---- Data under study

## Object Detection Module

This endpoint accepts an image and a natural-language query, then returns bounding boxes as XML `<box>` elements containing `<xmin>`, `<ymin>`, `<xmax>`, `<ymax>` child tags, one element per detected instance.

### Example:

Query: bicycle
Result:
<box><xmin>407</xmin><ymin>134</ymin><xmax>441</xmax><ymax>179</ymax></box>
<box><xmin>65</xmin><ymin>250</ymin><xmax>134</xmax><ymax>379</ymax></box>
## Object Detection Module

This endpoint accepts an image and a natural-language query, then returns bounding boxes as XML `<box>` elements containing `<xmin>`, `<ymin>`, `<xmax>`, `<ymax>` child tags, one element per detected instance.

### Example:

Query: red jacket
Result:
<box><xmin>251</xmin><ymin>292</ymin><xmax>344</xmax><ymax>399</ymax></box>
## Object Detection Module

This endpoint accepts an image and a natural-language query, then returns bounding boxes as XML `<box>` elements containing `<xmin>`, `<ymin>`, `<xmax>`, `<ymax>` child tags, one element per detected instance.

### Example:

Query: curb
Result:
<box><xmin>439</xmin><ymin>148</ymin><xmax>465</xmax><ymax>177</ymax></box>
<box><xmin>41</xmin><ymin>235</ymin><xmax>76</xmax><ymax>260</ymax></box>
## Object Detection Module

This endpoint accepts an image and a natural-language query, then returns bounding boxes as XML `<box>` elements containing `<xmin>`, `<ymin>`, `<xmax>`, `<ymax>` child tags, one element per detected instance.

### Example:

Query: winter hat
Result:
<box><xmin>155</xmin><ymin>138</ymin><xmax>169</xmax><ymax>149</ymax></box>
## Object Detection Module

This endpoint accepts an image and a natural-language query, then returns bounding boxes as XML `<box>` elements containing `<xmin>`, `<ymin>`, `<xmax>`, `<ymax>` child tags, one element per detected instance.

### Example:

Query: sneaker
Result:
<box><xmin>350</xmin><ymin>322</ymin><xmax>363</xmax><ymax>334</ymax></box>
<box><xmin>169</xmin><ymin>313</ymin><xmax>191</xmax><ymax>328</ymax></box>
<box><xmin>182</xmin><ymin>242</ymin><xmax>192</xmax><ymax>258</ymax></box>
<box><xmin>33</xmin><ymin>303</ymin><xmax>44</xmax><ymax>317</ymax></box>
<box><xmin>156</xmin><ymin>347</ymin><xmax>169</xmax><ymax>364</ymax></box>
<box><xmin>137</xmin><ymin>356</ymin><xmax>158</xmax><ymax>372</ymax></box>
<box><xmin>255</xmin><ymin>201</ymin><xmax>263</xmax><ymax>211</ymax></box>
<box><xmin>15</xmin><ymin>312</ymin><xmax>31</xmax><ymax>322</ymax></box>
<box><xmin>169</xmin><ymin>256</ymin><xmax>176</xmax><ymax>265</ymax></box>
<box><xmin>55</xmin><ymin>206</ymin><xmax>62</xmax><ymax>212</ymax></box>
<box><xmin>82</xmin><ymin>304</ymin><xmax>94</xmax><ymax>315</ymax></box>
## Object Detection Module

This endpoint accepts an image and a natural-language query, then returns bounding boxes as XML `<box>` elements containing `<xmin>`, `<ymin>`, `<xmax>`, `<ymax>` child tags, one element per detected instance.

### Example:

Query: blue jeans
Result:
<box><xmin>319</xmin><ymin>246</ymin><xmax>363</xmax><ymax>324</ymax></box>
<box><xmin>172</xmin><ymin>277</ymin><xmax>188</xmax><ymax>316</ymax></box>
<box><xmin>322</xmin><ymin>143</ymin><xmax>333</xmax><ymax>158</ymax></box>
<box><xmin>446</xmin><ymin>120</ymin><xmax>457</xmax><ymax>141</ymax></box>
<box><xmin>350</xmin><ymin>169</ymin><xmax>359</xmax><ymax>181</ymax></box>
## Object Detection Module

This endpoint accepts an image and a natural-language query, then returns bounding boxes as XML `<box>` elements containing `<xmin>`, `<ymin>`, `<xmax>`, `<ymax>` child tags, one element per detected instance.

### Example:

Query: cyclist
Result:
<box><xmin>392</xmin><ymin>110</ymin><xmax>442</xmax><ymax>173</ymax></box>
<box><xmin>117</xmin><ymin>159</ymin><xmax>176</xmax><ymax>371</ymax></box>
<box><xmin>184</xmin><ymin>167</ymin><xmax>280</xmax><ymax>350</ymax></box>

--------

Every entry should be transcribed exactly, with nothing omitted.

## Object Detection Module

This endpoint accepts an image and a natural-language query, then returns bounding boxes as XML `<box>` elements containing `<xmin>`, `<ymin>`, `<xmax>`, `<ymax>` child tags, one element per detected instance.

### Example:

Query: bicycle
Result:
<box><xmin>407</xmin><ymin>134</ymin><xmax>441</xmax><ymax>179</ymax></box>
<box><xmin>65</xmin><ymin>250</ymin><xmax>134</xmax><ymax>379</ymax></box>
## Object Detection Module

This endpoint accepts an image and a natural-language query, then returns bounding boxes as XML `<box>` elements containing `<xmin>`, `<ymin>`, `<xmax>`, `<ymax>` child tags, one element per detected instance.

### Example:

Query: red jacket
Result:
<box><xmin>251</xmin><ymin>292</ymin><xmax>344</xmax><ymax>399</ymax></box>
## Object Detection Module

This endpoint accepts an image and a natural-language query, then returns bounding boxes as XML `<box>` elements containing `<xmin>`, `<ymin>`, `<xmax>`, `<ymax>` child tags, one element per detected instance.

### Example:

Query: curb
Result:
<box><xmin>439</xmin><ymin>148</ymin><xmax>465</xmax><ymax>177</ymax></box>
<box><xmin>41</xmin><ymin>235</ymin><xmax>76</xmax><ymax>260</ymax></box>
## Object Detection Module

This endpoint accepts an image and a natural-language query, then returns bounding boxes as XML `<box>` elements containing `<xmin>`, `<ymin>`, `<xmax>`, `<ymax>` child tags, one element per detected instance.

### Example:

Query: winter hat
Result:
<box><xmin>155</xmin><ymin>138</ymin><xmax>169</xmax><ymax>149</ymax></box>
## Object Detection Module

This endpoint accepts an image and a natural-language query, then returns bounding boxes as XML `<box>` elements containing `<xmin>`, `<ymin>`, `<xmax>`, `<ymax>` child tags, one element per detected instance.

### Example:

Query: sneaker
Result:
<box><xmin>350</xmin><ymin>322</ymin><xmax>363</xmax><ymax>334</ymax></box>
<box><xmin>169</xmin><ymin>313</ymin><xmax>191</xmax><ymax>328</ymax></box>
<box><xmin>182</xmin><ymin>242</ymin><xmax>192</xmax><ymax>258</ymax></box>
<box><xmin>33</xmin><ymin>303</ymin><xmax>44</xmax><ymax>317</ymax></box>
<box><xmin>156</xmin><ymin>347</ymin><xmax>169</xmax><ymax>364</ymax></box>
<box><xmin>137</xmin><ymin>356</ymin><xmax>158</xmax><ymax>372</ymax></box>
<box><xmin>255</xmin><ymin>201</ymin><xmax>263</xmax><ymax>211</ymax></box>
<box><xmin>15</xmin><ymin>312</ymin><xmax>31</xmax><ymax>322</ymax></box>
<box><xmin>169</xmin><ymin>256</ymin><xmax>176</xmax><ymax>265</ymax></box>
<box><xmin>55</xmin><ymin>206</ymin><xmax>62</xmax><ymax>212</ymax></box>
<box><xmin>82</xmin><ymin>304</ymin><xmax>94</xmax><ymax>315</ymax></box>
## Object Detection Module

This endpoint accepts an image and a natural-language query, then returns bounding boxes as XML `<box>` elements containing `<xmin>`, `<ymin>`, `<xmax>`, `<ymax>` child tags, one element per detected instance.

### Example:

Query: blue jeans
Result:
<box><xmin>319</xmin><ymin>246</ymin><xmax>363</xmax><ymax>324</ymax></box>
<box><xmin>172</xmin><ymin>277</ymin><xmax>188</xmax><ymax>316</ymax></box>
<box><xmin>322</xmin><ymin>143</ymin><xmax>333</xmax><ymax>158</ymax></box>
<box><xmin>446</xmin><ymin>120</ymin><xmax>457</xmax><ymax>141</ymax></box>
<box><xmin>350</xmin><ymin>169</ymin><xmax>359</xmax><ymax>181</ymax></box>
## Object Detection Module

This endpoint accepts an image and a natural-language query, then returns bounding boxes as XML `<box>` elements containing `<xmin>`, `<ymin>`, `<xmax>`, `<ymax>` child tags, one element per detected instance.

### Example:

Query: cyclist
Result:
<box><xmin>392</xmin><ymin>110</ymin><xmax>442</xmax><ymax>173</ymax></box>
<box><xmin>117</xmin><ymin>159</ymin><xmax>176</xmax><ymax>371</ymax></box>
<box><xmin>184</xmin><ymin>167</ymin><xmax>280</xmax><ymax>350</ymax></box>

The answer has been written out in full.